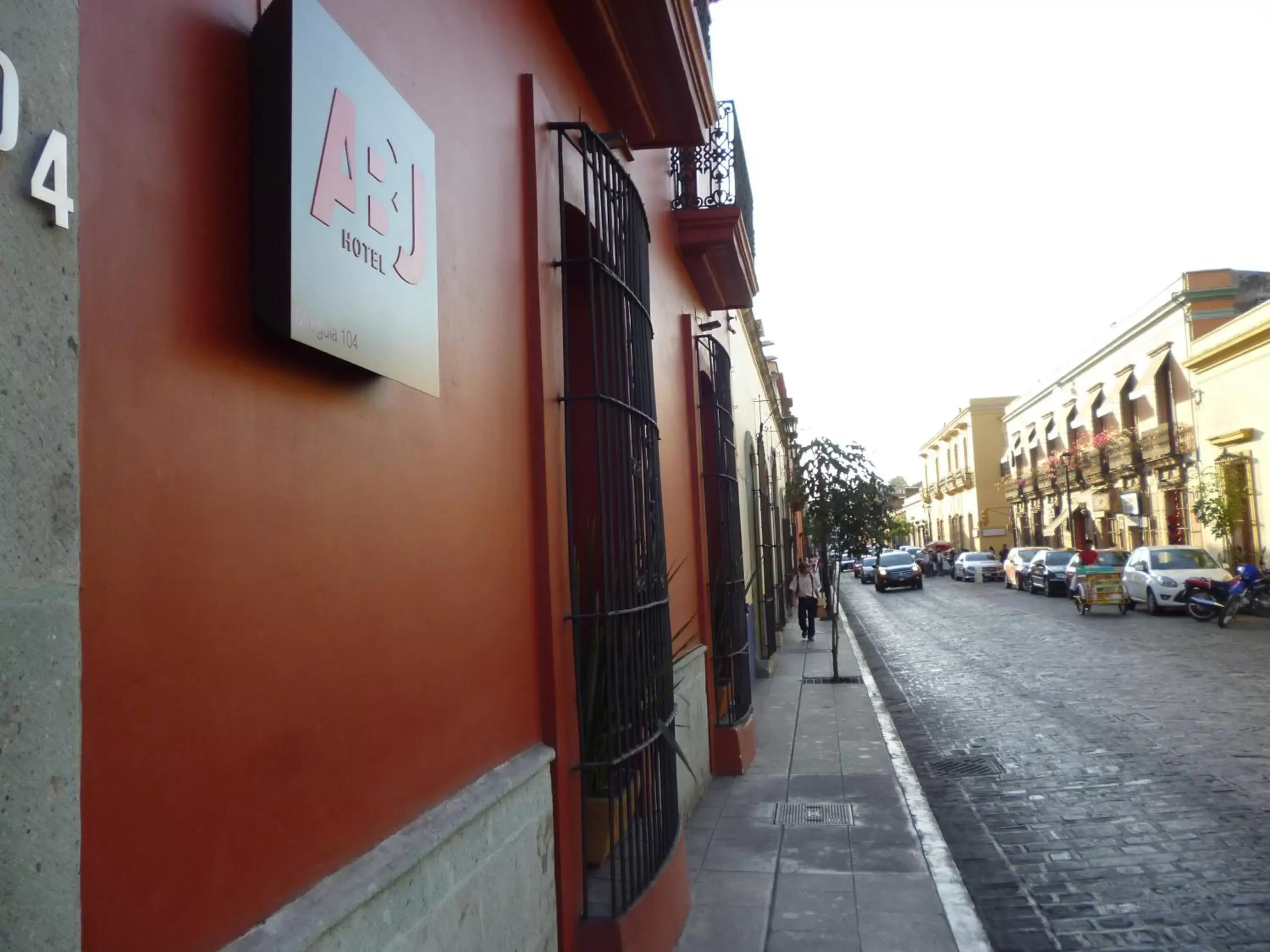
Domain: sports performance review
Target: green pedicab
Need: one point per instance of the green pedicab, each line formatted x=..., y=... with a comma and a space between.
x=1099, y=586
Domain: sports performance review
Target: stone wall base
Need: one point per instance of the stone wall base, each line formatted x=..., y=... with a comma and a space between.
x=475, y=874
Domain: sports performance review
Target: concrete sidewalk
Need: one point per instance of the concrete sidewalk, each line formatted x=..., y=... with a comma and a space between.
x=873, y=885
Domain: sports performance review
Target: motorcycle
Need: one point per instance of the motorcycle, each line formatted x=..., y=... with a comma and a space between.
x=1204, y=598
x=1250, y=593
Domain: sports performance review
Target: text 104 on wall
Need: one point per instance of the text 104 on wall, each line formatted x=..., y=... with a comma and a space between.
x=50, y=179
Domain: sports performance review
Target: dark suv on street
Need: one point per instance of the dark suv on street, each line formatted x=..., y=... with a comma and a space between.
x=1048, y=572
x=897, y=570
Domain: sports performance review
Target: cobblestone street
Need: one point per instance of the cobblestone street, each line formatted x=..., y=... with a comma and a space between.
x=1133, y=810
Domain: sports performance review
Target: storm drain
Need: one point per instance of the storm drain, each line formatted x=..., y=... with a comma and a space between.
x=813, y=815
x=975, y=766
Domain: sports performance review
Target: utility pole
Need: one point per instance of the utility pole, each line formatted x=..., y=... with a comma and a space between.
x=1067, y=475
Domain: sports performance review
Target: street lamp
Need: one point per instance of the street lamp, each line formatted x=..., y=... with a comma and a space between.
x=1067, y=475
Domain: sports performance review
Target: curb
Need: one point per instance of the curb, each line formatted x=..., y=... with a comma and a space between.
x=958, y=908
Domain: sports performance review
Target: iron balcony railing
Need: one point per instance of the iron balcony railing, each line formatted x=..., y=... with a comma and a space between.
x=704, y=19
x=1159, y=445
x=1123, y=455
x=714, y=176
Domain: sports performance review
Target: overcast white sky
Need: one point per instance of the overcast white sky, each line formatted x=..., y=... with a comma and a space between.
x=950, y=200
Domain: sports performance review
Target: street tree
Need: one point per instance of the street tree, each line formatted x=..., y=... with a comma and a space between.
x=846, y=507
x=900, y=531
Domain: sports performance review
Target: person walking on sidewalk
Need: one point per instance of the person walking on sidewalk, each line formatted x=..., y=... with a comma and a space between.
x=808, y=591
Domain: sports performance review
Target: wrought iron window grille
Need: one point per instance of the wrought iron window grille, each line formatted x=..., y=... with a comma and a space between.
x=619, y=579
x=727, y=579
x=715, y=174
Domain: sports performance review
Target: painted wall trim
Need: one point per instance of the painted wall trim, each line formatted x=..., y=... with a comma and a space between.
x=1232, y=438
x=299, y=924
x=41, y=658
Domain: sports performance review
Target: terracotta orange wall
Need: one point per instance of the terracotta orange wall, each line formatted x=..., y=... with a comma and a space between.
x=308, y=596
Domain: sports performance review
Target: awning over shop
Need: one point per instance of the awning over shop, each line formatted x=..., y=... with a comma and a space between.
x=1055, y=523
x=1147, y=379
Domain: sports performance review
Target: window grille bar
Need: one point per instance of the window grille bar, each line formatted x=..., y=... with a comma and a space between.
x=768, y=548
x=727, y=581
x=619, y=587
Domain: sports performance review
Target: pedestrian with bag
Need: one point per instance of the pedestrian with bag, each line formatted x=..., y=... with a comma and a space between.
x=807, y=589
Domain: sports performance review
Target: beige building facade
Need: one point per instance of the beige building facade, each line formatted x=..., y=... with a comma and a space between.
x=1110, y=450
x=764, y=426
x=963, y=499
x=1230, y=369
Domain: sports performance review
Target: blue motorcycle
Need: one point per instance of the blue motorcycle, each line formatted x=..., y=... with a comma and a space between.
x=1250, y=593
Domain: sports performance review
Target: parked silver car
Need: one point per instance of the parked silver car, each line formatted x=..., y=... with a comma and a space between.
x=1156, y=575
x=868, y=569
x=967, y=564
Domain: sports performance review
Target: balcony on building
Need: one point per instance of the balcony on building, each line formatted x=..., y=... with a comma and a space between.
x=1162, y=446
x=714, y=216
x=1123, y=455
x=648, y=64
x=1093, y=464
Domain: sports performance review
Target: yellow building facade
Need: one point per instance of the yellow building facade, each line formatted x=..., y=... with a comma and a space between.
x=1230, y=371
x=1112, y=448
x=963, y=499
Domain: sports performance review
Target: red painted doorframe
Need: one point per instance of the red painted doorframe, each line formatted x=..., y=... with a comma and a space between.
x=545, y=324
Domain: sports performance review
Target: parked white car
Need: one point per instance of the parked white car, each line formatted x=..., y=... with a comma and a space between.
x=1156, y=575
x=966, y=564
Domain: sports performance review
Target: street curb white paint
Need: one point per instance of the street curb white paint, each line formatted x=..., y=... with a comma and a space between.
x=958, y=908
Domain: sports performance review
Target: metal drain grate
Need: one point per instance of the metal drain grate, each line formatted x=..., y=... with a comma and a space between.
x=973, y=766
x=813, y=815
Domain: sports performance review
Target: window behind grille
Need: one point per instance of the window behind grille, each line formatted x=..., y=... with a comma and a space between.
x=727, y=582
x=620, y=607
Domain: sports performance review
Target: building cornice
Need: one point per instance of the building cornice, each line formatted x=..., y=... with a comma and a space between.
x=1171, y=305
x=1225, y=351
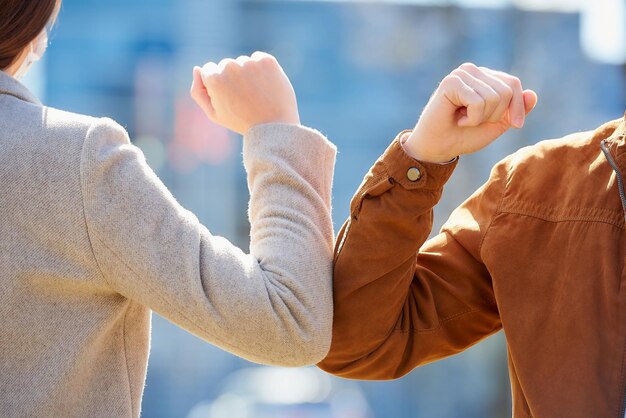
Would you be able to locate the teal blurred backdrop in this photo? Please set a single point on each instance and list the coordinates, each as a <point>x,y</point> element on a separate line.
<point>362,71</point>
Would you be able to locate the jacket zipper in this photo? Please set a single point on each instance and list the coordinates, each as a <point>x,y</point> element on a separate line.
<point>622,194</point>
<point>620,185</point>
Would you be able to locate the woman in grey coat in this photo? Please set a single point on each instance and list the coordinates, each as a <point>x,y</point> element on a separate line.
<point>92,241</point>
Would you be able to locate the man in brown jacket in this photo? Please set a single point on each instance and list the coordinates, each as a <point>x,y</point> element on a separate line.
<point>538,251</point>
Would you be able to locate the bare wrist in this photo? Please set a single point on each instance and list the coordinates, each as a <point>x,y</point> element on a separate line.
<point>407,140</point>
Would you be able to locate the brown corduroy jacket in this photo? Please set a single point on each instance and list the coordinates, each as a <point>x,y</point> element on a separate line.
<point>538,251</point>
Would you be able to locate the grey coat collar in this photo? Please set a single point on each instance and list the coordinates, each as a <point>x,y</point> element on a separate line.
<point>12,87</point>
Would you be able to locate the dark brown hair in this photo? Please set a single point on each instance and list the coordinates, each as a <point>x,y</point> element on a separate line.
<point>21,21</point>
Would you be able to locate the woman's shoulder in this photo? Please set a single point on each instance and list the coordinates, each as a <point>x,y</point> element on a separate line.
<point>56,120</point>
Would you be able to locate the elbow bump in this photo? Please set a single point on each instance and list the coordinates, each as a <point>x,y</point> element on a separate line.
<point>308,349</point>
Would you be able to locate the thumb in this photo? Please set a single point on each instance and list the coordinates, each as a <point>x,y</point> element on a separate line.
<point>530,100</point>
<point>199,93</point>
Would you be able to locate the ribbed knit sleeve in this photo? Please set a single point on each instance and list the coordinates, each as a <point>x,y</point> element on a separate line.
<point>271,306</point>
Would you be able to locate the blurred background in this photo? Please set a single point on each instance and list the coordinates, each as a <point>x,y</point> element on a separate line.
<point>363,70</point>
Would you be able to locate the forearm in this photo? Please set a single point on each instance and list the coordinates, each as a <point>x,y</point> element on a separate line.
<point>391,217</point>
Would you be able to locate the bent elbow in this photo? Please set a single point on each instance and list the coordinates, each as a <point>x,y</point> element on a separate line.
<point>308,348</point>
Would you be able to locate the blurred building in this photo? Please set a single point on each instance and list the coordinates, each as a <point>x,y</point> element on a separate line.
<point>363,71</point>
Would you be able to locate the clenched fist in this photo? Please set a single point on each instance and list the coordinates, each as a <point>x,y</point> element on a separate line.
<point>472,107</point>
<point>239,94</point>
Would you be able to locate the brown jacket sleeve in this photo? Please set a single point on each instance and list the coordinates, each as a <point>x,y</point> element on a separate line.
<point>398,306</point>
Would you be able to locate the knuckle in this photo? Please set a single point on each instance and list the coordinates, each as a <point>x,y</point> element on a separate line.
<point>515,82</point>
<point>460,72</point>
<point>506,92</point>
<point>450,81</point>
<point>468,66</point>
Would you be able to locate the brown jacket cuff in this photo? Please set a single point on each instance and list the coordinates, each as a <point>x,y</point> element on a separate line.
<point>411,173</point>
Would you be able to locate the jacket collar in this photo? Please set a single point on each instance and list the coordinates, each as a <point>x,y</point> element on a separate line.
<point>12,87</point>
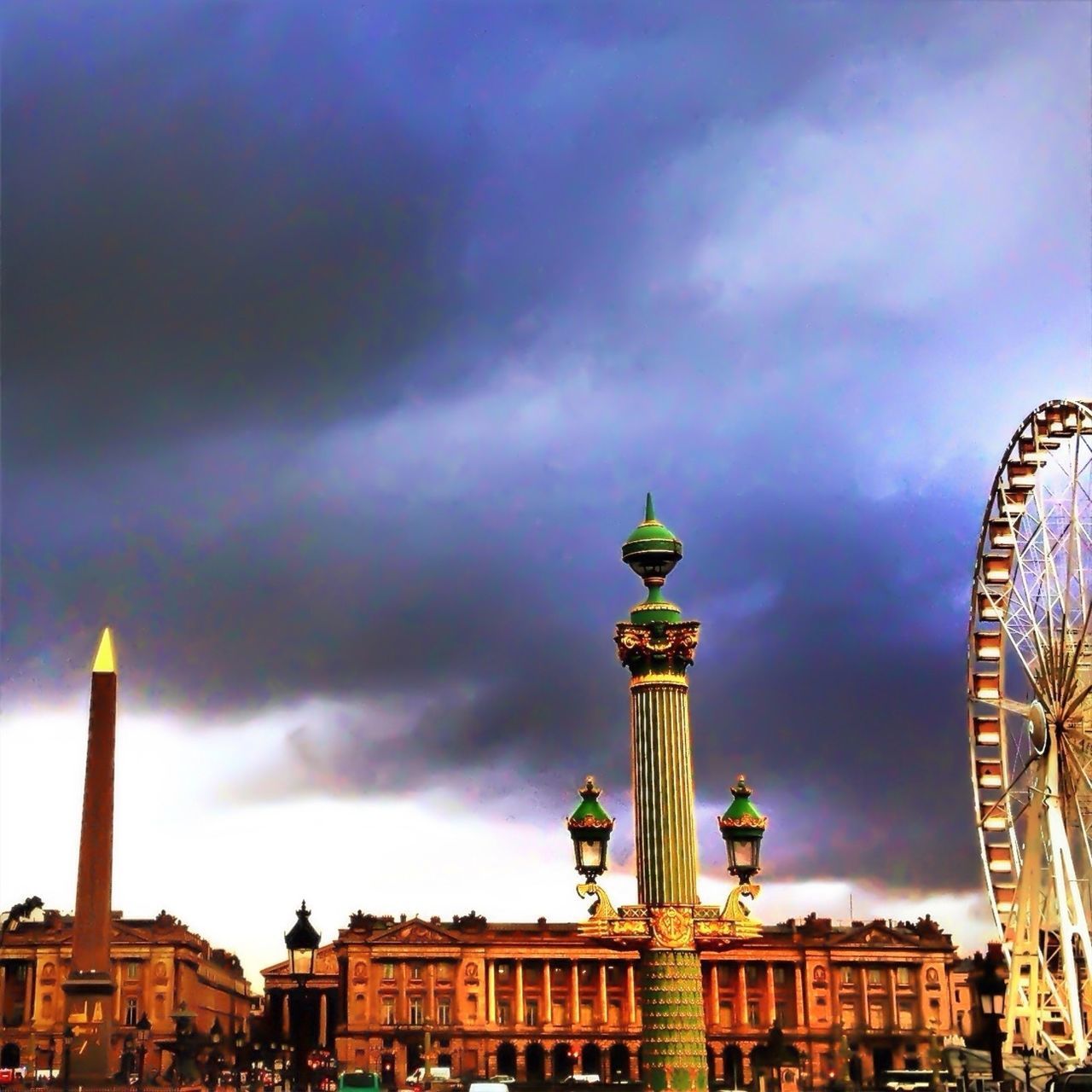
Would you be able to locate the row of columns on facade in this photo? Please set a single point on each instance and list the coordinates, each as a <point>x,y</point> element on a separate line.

********************

Stated exercise →
Copy the data above word for word, from its beginning through the line containing "x=475, y=874", including both ends. Leave out the pictures.

Answer in full →
Domain: sports performance review
Target: green pedicab
Need: one point per instance of the green pedicab, each line formatted x=..., y=... with a comma and a space between.
x=1099, y=586
Domain: sports performance review
Target: stone wall base
Need: one point per instance of the stone wall base, each line formatted x=..., y=... with a comma and a space between.
x=475, y=874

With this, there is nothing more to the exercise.